Task details: Leave out the pictures and repeat the data exactly.
>>>>>
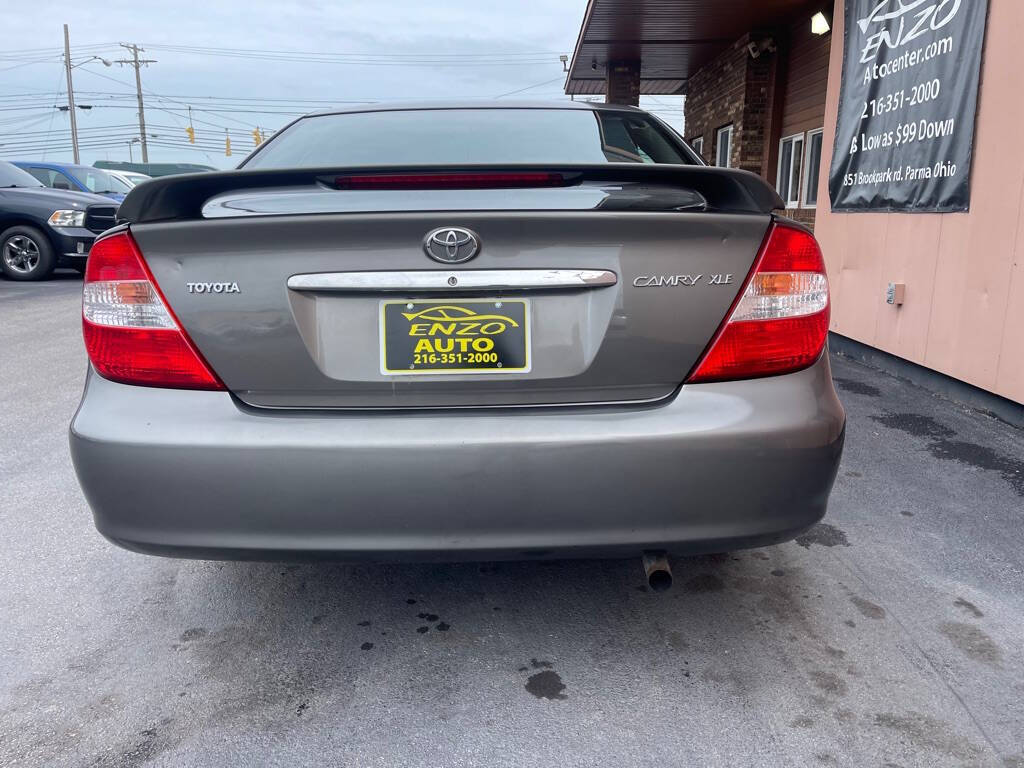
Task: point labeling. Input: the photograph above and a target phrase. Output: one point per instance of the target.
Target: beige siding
(965, 272)
(807, 80)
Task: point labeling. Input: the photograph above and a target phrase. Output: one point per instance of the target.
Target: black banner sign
(907, 105)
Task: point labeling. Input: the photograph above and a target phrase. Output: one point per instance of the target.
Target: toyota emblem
(451, 245)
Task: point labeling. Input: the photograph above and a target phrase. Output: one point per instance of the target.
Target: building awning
(672, 39)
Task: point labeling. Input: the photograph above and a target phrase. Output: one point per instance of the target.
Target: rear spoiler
(181, 198)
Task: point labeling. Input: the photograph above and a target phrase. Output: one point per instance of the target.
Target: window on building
(724, 148)
(812, 168)
(791, 159)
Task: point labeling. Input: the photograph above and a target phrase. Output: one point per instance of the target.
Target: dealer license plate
(465, 336)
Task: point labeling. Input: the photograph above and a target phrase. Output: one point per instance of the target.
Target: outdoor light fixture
(821, 23)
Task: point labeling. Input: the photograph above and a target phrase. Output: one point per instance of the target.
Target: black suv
(43, 228)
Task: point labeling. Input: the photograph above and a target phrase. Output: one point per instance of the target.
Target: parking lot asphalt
(892, 634)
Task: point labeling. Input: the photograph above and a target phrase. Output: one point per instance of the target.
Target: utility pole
(137, 64)
(71, 97)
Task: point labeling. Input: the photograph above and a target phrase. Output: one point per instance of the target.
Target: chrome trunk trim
(457, 280)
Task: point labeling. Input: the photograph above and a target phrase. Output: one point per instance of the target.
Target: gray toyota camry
(458, 331)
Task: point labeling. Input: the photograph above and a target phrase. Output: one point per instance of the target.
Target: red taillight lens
(131, 335)
(450, 180)
(780, 320)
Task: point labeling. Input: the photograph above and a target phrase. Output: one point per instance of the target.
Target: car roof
(54, 166)
(481, 103)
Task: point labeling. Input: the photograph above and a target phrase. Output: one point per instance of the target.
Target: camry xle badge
(451, 245)
(657, 281)
(212, 287)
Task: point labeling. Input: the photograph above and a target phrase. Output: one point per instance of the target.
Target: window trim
(807, 167)
(791, 203)
(718, 145)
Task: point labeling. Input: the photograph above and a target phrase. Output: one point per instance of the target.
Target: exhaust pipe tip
(657, 570)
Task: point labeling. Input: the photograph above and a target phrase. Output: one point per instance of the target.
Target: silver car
(457, 331)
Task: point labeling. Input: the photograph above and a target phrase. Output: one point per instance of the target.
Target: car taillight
(131, 335)
(780, 318)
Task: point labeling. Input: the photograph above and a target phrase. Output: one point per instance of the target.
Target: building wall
(803, 95)
(964, 312)
(765, 98)
(732, 89)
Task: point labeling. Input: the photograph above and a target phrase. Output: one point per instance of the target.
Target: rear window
(471, 136)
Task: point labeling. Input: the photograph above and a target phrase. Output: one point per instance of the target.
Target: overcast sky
(262, 65)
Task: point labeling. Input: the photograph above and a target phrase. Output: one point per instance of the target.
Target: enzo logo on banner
(909, 93)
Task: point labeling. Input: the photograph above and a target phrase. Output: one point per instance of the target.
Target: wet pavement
(892, 634)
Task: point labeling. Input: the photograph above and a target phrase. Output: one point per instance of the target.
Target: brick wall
(733, 88)
(623, 83)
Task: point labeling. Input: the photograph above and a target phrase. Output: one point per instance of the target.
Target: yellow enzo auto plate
(468, 336)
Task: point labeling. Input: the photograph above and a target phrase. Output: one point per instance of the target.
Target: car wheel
(26, 254)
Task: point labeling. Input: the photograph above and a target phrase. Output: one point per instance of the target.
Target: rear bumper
(72, 243)
(720, 466)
<<<<<
Reply:
Task: point labeling. Input: the photograph above and a target phrase. Output: one point per instance of the target.
Target: beige siding
(965, 272)
(807, 80)
Task: point labeling. Input: the photograph above and a target phrase. Output: one point per instance of the target.
Target: black banner sign
(907, 105)
Task: point labeling. Input: the photograph above and a target phrase. Output: one point per instance of the target.
Target: toyota emblem
(451, 245)
Task: point labeling. Input: the photograph above and a target phrase. Output: one point per instance of the target.
Target: building awning
(672, 39)
Task: point labeling. Input: the photograph above and a target phrase. Output: one point per instance of the target.
Target: rear spoiler
(181, 198)
Task: point labeling. Input: the photograph above and a target phrase. Output: one point per instance of the target.
Target: window on building
(724, 148)
(812, 168)
(791, 159)
Task: point labeling. Input: the photograph above and a target phrase. Output: one point per instance of the target.
Target: dealer license plate
(465, 336)
Task: point labeling. Input: the photograph above and a target phrase. Output: one point per instance of the target.
Target: outdoor light fixture
(821, 23)
Task: point labeling. Input: the photograph above and a target phrase. Output: one point per instance of the target.
Target: black suv
(43, 228)
Task: point labeling. Input: the photograph above and a target phrase. Output: one point per instance of the target.
Target: parking lot asphalt
(892, 634)
Task: point labeling. Input: the photograph above and a target phrase. Output: one point per instance of the target.
Target: utility pole
(137, 64)
(71, 97)
Task: point labeling. Input: the photograph above and a target phrase. Output: one point per instance of the target.
Target: chrome trunk trim
(457, 280)
Task: point labeling. Input: the photograph above and a target phrase. Output: one point per instance of the target.
Target: gray toyota camry
(458, 331)
Task: point labeling. Input: the photograph above and a target phrase. Output: one point per instance of the target.
Target: red taillight lens
(131, 335)
(450, 180)
(780, 320)
Task: point labeling. Input: the photograph above and a target phrase. Output: one point per instance of the target.
Target: car roof
(54, 166)
(481, 103)
Task: point labeling. Input: the photograph above and a target phrase. Output: one point per instance of the target.
Target: camry xle badge
(451, 245)
(657, 281)
(212, 287)
Task: point labeling. Input: the photograph above and a target phrase. Output: one point per instance of the target.
Target: window trim
(807, 167)
(791, 203)
(718, 145)
Task: point labeling. Input: the photograph above and a target phrase. Output: one point per instance of the target.
Target: exhaust pipe tip
(657, 570)
Task: point labeling. Input: the photograph above and a target phrase. Output: one point per instance of the target.
Target: silver car
(457, 331)
Task: point labeling. Input: the photograph above and a target phrase. Output: one point per instance of the target.
Target: car taillight
(131, 335)
(780, 318)
Task: point labeling. Input: the photograph above and a target phrase. Output: one point per instance of the target.
Target: building wall
(803, 95)
(964, 312)
(765, 98)
(732, 89)
Task: point labeling. Input: the photograph above and a target phrase. Output: one point per instance of the target.
Target: rear window
(471, 136)
Task: point labeling. Input: the photograph above and a target phrase. Output: one point per instance of the target.
Target: overcast sky
(262, 65)
Task: point labeling. Input: the photograph above and a target phrase. Output: one point per instance of the target.
Target: enzo logo on banner
(909, 93)
Task: point labeling. Input: the photograph above and a target phrase. Output: one point per instance of the target.
Target: wet pavement
(892, 634)
Task: point labeling. Input: the photograph above and a target phrase. Output: one point per instance of the target.
Target: brick wall
(733, 88)
(623, 83)
Task: point labeling. Input: the photograph above and a target phrase. Output: one point per instance of the target.
Target: yellow enzo auto plate
(468, 336)
Task: point labeling. Input: the photograph above and a target phrase. Output: one point per instance of the target.
Target: car wheel
(26, 254)
Task: point labeling. Input: the photograph above and a target phrase. Output: one point per instance of the target.
Target: rear bumper
(72, 243)
(720, 466)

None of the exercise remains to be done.